The request:
Restate the full set of records exactly, word for word.

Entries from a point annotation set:
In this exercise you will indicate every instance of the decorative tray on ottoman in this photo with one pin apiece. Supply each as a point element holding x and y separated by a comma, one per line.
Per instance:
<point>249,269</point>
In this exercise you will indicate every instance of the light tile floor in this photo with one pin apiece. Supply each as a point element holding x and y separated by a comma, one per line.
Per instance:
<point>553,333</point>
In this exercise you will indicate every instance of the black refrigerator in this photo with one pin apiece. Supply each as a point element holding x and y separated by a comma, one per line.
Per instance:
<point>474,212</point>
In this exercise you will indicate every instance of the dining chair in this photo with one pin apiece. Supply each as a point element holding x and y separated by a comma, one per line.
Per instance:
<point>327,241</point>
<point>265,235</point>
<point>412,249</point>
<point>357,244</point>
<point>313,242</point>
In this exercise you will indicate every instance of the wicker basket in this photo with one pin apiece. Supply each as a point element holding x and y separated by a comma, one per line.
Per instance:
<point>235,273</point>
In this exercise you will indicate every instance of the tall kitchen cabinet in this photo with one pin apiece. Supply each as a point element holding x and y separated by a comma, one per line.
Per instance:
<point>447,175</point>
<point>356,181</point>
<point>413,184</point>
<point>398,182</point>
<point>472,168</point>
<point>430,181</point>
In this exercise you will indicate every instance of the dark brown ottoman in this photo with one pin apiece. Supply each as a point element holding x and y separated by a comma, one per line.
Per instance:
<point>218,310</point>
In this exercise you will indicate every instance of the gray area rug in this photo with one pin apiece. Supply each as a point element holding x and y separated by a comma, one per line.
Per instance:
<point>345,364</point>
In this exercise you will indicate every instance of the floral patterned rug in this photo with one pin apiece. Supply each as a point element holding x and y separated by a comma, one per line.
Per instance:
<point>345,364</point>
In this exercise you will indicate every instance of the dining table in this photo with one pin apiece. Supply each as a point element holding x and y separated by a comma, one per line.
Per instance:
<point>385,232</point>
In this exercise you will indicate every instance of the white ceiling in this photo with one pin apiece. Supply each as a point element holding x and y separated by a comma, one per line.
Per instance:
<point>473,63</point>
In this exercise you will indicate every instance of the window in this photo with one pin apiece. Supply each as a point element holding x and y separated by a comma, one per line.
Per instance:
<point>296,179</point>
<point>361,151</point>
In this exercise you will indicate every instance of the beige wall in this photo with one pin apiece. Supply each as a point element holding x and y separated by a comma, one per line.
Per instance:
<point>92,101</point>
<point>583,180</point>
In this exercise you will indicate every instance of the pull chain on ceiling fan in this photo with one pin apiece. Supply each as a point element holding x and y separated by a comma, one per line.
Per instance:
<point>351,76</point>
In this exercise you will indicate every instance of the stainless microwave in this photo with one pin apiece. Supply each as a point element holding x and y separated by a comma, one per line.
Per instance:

Output of the exercise:
In this exercise you will indicate every instance of the decorative tray on ottoman in this photo with one pin apiece. Supply each as a point element holding x and y separated by a comma, one per line.
Per instance:
<point>249,269</point>
In this exercise you will indicate every instance of the light tile floor in this photo with one pin apiece. Supply each as a point element holding x and y separated by a comma, one per line.
Per instance:
<point>553,333</point>
In this exercise you will indicate every instance of the black refrigerator in this photo with one pin apiece. Supply each as a point element holding x and y separated by a comma, one per line.
Per instance:
<point>474,212</point>
In this exercise you will indicate every instance of the dining chair in this photo with one pin apiece. Supply each as a point element holding x and y separated by a comma, one per line.
Per instance:
<point>327,241</point>
<point>265,235</point>
<point>412,249</point>
<point>357,244</point>
<point>313,242</point>
In this exercise you will indicate every instance of the wicker basket in this photo with one pin apiece. Supply each as a point element holding x and y separated by a comma, one per line.
Per instance:
<point>235,273</point>
In this exercise you will indicate every instance of the tall kitchen cabinet in this photo with one pin apiece. Supply each as a point element holding x and y separated by a comma, one per line.
Per instance:
<point>447,175</point>
<point>356,181</point>
<point>413,184</point>
<point>398,182</point>
<point>472,168</point>
<point>430,181</point>
In this exercise you will indicate every instance of the dark brown ottoman in this photo with one pin apiece. Supply each as a point element holding x and y separated by a comma, one per line.
Per instance:
<point>218,310</point>
In this exercise you will indicate every instance of the gray area rug in this photo with one pin apiece. Supply each as a point element holding x and y separated by a comma, one per line.
Per instance:
<point>345,364</point>
In this exercise you will indicate every instance of the floral patterned rug in this photo with one pin apiece. Supply each as a point element holding x and y separated by a comma, one per line.
Per instance:
<point>345,364</point>
In this exercise you will indicate every instance of the dining table in this photo with one pin apiece. Supply each as a point element holding x and y separated by a comma, one per line.
Per instance:
<point>385,232</point>
In this exercise you will indicate every instance of the white ceiling in this photo with one pin apiece. Supply each as a point element holding x and y separated by a comma, one per line.
Per instance:
<point>473,63</point>
In this exercise you will indicate every instance of the window in this photo with one pin apiece. Supply each as a point element holding x and y separated by a comma, one per line.
Per instance:
<point>296,179</point>
<point>361,151</point>
In this exercise you will indicate every instance of the beige wall in this photo with one pin apiece. Supply each as a point element holding x and y separated by a comma, one per line.
Per instance:
<point>92,101</point>
<point>583,180</point>
In this exercise you will indicate every instance of the pull chain on ceiling fan in this photo with one pin apiece. Supply each as a point element holding x and y separated by a comma, one per line.
Per instance:
<point>351,76</point>
In this exercise you will indicate every instance of the stainless microwave in this photo with one pin apiece. Supply each as a point element holding x and y separated by a comma, one per line.
Per instance:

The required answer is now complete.